Print the following items verbatim, starting at the line containing "Would you mind marking the plastic" and ending after the line containing "(1179, 199)".

──────────

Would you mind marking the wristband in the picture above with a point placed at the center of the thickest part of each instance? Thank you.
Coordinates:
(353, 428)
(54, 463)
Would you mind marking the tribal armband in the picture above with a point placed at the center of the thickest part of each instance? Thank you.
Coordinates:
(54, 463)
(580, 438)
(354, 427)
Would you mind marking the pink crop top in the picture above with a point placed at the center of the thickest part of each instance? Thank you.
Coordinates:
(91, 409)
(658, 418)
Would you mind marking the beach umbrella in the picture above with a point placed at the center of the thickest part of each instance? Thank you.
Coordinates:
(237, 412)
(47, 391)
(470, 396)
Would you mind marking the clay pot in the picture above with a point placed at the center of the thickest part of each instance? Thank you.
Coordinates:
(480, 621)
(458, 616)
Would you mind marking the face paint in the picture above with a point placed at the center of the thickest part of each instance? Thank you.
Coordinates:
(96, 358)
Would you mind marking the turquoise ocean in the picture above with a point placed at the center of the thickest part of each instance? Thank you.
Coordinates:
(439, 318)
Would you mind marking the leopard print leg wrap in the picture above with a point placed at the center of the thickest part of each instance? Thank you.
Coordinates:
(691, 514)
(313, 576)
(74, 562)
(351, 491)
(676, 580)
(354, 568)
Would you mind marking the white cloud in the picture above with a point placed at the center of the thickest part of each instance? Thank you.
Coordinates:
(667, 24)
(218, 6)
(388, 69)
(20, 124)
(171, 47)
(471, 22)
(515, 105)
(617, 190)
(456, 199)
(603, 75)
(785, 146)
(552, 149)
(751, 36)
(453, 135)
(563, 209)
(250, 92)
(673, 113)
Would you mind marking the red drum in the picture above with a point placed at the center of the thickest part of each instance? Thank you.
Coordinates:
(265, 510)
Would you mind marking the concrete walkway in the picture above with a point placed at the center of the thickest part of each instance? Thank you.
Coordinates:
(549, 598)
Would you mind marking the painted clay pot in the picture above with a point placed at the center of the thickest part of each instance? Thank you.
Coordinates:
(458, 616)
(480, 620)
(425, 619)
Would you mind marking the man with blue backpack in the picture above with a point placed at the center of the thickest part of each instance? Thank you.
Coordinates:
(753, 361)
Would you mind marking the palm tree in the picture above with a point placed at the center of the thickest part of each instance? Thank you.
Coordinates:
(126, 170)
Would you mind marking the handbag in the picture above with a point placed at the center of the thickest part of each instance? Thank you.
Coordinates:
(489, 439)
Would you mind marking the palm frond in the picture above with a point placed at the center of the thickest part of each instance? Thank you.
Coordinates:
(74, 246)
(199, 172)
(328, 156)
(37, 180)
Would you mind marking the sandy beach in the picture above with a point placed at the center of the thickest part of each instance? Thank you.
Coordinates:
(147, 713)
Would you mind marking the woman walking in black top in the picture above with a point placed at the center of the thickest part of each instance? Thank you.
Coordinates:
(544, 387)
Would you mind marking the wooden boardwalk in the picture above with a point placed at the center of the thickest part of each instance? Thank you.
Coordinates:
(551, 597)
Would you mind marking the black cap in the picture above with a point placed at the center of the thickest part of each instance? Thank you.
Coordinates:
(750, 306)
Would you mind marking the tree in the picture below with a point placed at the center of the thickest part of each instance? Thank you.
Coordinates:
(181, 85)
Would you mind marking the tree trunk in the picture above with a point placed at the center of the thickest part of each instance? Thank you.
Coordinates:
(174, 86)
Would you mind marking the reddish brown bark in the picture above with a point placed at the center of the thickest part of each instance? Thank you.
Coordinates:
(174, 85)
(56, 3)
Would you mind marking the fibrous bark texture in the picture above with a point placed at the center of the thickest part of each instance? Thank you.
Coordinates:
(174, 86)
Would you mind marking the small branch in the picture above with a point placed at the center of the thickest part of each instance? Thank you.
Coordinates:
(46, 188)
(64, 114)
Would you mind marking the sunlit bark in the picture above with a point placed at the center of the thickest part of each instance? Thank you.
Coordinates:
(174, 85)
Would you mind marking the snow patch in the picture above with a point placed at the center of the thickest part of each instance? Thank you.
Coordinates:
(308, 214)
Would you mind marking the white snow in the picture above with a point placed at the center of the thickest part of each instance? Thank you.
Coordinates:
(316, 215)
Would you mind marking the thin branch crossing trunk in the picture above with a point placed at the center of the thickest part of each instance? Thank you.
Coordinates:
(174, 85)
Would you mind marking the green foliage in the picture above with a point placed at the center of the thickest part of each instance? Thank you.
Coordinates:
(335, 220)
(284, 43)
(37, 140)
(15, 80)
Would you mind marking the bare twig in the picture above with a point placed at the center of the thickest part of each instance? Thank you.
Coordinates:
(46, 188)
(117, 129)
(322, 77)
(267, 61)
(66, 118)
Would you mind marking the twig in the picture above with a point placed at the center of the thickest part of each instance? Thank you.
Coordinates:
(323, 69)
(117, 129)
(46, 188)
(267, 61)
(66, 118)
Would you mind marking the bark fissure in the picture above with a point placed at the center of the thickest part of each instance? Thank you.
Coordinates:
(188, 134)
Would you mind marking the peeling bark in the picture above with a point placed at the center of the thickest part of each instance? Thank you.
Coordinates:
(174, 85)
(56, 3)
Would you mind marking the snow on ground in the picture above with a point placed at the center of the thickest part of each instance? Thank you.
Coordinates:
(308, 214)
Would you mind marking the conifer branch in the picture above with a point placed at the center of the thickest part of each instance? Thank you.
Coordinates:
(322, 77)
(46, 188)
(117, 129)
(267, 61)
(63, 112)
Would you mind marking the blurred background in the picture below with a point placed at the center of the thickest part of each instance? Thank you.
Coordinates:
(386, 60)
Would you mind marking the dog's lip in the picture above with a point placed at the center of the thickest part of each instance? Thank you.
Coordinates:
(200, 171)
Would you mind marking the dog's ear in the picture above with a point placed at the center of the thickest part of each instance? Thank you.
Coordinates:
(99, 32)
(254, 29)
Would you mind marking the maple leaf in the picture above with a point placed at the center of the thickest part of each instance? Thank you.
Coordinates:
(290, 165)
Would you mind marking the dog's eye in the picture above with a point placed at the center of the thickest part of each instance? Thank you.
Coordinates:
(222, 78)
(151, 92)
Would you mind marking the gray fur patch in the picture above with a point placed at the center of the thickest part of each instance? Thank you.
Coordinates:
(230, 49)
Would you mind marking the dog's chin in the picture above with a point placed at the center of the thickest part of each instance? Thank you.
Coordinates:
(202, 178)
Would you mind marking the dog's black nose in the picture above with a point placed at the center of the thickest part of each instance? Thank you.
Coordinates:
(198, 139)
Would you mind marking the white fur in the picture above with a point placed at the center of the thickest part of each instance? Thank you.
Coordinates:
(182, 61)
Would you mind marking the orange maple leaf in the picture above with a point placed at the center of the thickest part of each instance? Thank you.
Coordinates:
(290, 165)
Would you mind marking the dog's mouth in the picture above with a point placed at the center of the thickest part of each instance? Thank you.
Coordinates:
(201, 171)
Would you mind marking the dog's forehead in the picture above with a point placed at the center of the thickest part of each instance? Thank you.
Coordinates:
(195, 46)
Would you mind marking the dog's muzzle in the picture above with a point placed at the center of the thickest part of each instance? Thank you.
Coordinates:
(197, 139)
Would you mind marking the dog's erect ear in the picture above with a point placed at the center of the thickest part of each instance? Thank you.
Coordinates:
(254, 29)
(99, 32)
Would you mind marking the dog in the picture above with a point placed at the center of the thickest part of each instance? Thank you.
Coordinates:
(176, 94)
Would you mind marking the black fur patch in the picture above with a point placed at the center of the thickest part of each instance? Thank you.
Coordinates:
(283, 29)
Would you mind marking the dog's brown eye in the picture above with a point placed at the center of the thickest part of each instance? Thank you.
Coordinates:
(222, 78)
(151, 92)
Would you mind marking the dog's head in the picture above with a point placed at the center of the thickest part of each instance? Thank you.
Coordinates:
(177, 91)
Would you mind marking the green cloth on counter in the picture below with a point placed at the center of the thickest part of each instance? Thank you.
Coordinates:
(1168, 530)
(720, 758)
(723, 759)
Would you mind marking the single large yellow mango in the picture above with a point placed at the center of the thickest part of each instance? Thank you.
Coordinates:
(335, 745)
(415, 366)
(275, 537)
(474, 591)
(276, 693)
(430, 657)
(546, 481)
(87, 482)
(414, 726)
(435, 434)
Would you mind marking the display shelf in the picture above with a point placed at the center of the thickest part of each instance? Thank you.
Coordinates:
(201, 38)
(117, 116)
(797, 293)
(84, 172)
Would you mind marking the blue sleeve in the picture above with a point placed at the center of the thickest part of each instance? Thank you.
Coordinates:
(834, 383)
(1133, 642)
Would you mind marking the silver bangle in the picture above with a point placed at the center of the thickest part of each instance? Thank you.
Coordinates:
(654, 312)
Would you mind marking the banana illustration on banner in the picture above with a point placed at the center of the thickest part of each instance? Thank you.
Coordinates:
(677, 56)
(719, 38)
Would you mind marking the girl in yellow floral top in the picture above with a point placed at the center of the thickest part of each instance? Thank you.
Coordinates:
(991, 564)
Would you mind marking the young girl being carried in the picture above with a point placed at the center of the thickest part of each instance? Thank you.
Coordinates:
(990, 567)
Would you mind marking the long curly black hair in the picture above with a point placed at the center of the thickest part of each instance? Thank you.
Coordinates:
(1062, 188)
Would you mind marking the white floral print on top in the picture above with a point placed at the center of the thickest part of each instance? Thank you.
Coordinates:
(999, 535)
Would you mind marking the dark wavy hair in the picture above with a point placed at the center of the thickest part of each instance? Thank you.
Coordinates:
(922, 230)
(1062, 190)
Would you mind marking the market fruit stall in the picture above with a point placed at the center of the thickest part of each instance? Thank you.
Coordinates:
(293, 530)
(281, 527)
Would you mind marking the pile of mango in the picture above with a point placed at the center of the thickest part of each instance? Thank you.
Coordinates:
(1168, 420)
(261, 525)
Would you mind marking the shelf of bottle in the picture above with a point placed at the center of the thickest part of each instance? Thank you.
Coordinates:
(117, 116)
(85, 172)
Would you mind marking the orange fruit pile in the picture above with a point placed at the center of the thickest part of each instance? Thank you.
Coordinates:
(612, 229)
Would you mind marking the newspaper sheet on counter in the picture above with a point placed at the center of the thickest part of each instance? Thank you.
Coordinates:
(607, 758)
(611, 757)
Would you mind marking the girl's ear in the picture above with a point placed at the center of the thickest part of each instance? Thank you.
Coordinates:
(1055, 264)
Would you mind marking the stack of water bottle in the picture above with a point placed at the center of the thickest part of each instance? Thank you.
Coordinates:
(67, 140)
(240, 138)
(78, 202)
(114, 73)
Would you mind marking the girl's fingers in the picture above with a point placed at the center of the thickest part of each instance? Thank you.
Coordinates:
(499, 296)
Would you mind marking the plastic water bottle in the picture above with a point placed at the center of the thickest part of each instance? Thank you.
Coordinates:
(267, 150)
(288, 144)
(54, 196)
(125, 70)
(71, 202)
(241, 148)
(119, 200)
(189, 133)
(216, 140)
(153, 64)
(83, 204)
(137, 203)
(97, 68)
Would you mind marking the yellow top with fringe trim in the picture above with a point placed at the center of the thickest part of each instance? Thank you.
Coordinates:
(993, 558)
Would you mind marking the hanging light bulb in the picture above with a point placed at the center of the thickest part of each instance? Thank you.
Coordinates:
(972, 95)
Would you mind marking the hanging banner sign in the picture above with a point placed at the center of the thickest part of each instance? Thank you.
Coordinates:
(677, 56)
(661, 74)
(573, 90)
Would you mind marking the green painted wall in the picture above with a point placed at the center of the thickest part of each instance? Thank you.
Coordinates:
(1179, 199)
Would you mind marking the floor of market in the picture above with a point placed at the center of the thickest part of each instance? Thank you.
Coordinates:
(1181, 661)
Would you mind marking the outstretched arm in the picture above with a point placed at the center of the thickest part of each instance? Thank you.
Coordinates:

──────────

Worked answer:
Would you mind marking the plastic water bottle in the picture above with a point placed at the center of the thickest part of each instance? Thank you.
Coordinates:
(267, 150)
(288, 144)
(54, 196)
(125, 70)
(71, 202)
(241, 148)
(119, 200)
(189, 133)
(216, 140)
(153, 64)
(83, 204)
(137, 203)
(97, 68)
Would you mind marking the yellow top with fringe trim in the picture above with a point placed at the center of the thickest part of each instance? Thank you.
Coordinates:
(993, 558)
Would you mind marking the hanging light bulb in the picture above with a point placed at the center of the thickest part of each instance? Thank you.
Coordinates:
(972, 95)
Would you mind marking the hanging banner sign in the picture above with a point placed at the center of the thickest part of each instance? Thank you.
Coordinates:
(677, 56)
(661, 74)
(573, 90)
Would you mind marking the green painted wall in the picture above with a point placed at the center of the thickest part of each instance? Thank you.
Coordinates:
(1179, 199)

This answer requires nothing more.